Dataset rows
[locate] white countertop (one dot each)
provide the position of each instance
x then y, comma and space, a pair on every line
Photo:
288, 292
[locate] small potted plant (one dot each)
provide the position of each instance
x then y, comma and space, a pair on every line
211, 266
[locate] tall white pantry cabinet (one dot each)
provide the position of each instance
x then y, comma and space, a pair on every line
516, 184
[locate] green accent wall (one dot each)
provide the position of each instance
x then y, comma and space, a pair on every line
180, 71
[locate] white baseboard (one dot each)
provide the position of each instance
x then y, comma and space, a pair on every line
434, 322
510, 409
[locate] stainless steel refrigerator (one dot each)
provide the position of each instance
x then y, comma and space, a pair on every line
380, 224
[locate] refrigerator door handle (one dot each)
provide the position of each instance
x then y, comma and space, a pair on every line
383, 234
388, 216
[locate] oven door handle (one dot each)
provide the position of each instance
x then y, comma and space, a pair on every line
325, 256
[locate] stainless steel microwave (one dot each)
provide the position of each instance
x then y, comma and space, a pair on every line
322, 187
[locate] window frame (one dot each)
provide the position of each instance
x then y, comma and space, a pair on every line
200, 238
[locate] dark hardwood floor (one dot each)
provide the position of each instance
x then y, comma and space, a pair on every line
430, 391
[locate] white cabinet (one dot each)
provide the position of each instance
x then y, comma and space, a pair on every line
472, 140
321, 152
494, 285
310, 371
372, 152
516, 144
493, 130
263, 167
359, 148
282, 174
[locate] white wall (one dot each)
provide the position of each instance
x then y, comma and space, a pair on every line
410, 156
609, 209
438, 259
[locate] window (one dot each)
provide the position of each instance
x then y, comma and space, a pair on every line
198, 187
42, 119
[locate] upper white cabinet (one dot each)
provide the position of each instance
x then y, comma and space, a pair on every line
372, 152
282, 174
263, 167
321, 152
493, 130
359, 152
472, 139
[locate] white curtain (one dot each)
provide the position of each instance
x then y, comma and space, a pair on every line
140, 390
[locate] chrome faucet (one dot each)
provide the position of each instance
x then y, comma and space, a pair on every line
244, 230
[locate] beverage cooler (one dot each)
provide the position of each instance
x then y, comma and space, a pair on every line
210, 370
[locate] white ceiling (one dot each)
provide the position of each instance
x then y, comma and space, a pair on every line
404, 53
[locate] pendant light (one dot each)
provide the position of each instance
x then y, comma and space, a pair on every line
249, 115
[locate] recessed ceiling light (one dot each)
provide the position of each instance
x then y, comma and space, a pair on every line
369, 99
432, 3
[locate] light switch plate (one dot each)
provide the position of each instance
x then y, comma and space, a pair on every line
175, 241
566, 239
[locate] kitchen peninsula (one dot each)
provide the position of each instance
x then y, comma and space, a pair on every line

## Work to do
Starting at the line that contains "[locate] light switch plate (one dot each)" and continuing through the end of the records, reproduce every line, requests included. Multiply each point coordinate in the answers by 1.7 and round it to the nearest whole number, rounding halves up.

## Solution to the exercise
[locate] light switch plate (one dot each)
provide the position of each instance
x then y, comma and space, a pair on every line
298, 410
962, 406
[locate] kitchen peninsula (one dot each)
provide the position of each instance
x then y, comma and space, a pair on every line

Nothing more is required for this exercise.